# Aim of the task
Search the records for lines that contain the word "window". Copy them all.
----- Available data
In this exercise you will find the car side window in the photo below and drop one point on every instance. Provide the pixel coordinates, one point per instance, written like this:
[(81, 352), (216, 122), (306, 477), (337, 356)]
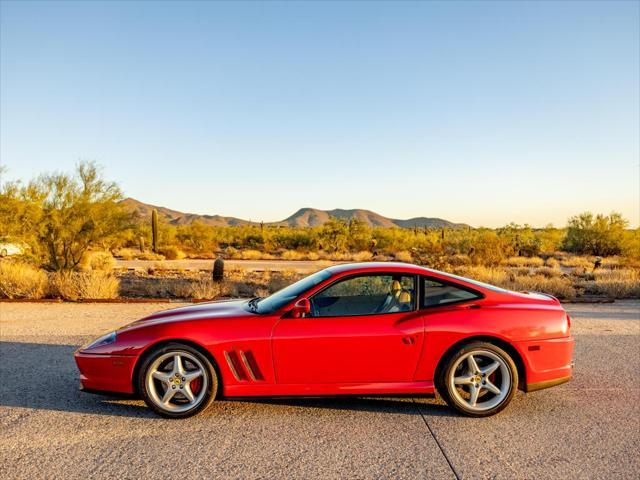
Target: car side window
----------
----- Available data
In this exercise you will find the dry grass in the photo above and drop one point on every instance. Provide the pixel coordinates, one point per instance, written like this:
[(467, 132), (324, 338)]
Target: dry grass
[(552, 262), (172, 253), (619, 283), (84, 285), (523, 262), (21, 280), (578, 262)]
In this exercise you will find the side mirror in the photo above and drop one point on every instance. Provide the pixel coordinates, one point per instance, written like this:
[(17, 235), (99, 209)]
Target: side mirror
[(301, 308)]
----------
# Answer to this task
In this exercise you will find the car side window in the photo below and drop one point on every instance. Provide the pixel coordinates, one point per instance, written like this:
Target: car side window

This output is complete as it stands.